PROBLEM 1:
Extract everything in the passage on PIT tags from "The life cycle" down to "PIT tag basics.".
PROBLEM 2:
Summarize the passage on PIT tags in two sentences.
PROBLEM 3:
Write what comes next in the passage on PIT tags, picking up after its final sentence.

EXTRACT TO READ:
The life cycle of a fish is often largely invisible, muddied by murky waters. This fundamental challenge to aquatic research has led to the development of many technologies to help track fish movement. One of the most commonly used fish tracking technologies combines the benefits of not needing a power source with the convenience of remote detection. Passive Integrated Transponder tags – commonly referred to as PIT tags – contain the same technology as the “microchips” used in pet dogs and cats, and are widely used in fisheries studies to track fish movement, survival, and growth over time. Our infographic above breaks down the PIT tag basics.
Each PIT tag is a small, pill-shaped cylinder of glass that houses a radio transponder containing a unique code. Unlike other tags that actively transmit a signal (such as satellite or acoustic tags) and thus require batteries, PIT tags respond to a signal emitted from a scanner. These scanners, also known as readers, send out an electromagnetic charge, and when a PIT tag is within range, the transponder it contains reacts to this charge and transmits the tag’s unique identification code. The code is then recorded by a device connected to the reader, providing a specific detection of an individual fish. Although handheld scanners can be used to check for tags in fish that have been captured, readers are most often installed into antenna arrays to detect any tagged individuals that swim by. When multiple antennas are used, it’s even possible to determine the direction of fish movement. Mobile antennas can also be used to detect fish in a study area. The lack of a battery means that a PIT tagged fish can be detected over the course of its entire lifecycle. Moreover, they are much smaller than tags that actively transmit a signal, and therefore can be implanted in tiny animals. PIT tags also offer an advantage over physical identification tags because they can be detected remotely, meaning recapture of the tagged fish is not required.
There are two different varieties of PIT technology, each of which offers unique advantages and disadvantages. These variants are known as full-duplex (FDX) and half-duplex (HDX). The scanners used in the FDX system both transmit an electromagnetic charge to detect PIT tags and receive information from nearby PIT tags simultaneously, whereas the scanners used for the HDX system transmit a charge, then stop to “listen” for nearby tags, and then begin the cycle again. Because they constantly emit a charge and listen for transmitted PIT tag identification codes, FDX systems can have rapid detection rates of up to 30 reads per second, while the HDX system has a slower rate of up to 14 reads per second. However, because tags designed for HDX systems contain a capacitor to momentarily store energy from the scanner, they are able to emit a stronger signal, and therefore can be detected from a greater distance than FDX tags.

SOURCE INFORMATION:
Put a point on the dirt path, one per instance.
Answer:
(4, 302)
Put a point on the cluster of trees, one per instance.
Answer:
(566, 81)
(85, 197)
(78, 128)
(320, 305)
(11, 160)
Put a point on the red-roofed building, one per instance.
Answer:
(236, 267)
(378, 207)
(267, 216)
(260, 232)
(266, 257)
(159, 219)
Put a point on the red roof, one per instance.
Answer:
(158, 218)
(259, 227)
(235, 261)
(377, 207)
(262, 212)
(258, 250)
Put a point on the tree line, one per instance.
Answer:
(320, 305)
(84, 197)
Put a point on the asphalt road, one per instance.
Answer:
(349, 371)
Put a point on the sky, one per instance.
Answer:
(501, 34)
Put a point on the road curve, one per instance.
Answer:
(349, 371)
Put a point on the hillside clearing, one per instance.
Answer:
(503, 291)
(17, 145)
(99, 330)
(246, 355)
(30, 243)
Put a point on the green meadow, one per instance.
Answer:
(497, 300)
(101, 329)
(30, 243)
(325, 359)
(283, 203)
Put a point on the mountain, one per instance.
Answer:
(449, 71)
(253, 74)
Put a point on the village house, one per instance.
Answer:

WRITTEN RESPONSE 1:
The life cycle of a fish is often largely invisible, muddied by murky waters. This fundamental challenge to aquatic research has led to the development of many technologies to help track fish movement. One of the most commonly used fish tracking technologies combines the benefits of not needing a power source with the convenience of remote detection. Passive Integrated Transponder tags – commonly referred to as PIT tags – contain the same technology as the “microchips” used in pet dogs and cats, and are widely used in fisheries studies to track fish movement, survival, and growth over time. Our infographic above breaks down the PIT tag basics.

WRITTEN RESPONSE 2:
PIT tags are small glass cylinders holding a radio transponder with a unique code, which transmits that code when it is charged by a scanner, so fish can be detected remotely without batteries or recapture. The technology comes in two varieties: full-duplex (FDX) systems read tags faster, while half-duplex (HDX) tags can be detected from a greater distance.

WRITTEN RESPONSE 3:
Another tradeoff between the two tag varieties is their size. While the capacitor in HDX tags improves their read range, it also makes them larger – larger HDX tags are 23 by 3.8 millimeters and smaller HDX tags are 13 millimeters. Although the smaller HDX tags have a shorter read range than the larger tags, they do allow for tagging of smaller fish. FDX tags are much smaller (8.5 by 2.12 millimeters) and can be injected into fish as small as 45 millimeters in length. Both the small HDX tags and the FDX tags may be injected in fish using a hypodermic needle, whereas larger HDX tags generally require surgical implantation.
Because of their more limited read range, FDX tags and scanners are more suitable for narrow passageways like fish ladders. When a larger antenna is necessary to cover a full stream channel, an HDX system is generally the better choice. Because they operate on 12 to 24 volts of direct current electricity, energy can be easily provided to these systems through the use of solar power, making them well-suited for remote locations where frequently replacing batteries would be challenging. Exciting new developments in the world of PIT tag technology include include the creation of systems that can now detect both FDX and HDX tags, and those that can can remotely transmit data via a cellular signal, allowing scientists to monitor detections from afar. FISHBIO has developed a number of unique PIT tag antennas installed everywhere from diversion tunnels and large rivers to fish counting weirs (shown above) and fyke traps. We also regularly implant PIT tags in fish such as rainbow trout/steelhead and striped bass for long-term monitoring and research studies. While no perfect methodology exists, the longevity of PIT tags and the adaptability of PIT tag detection systems make them an enticing option for aquatic biologists working in systems around the world.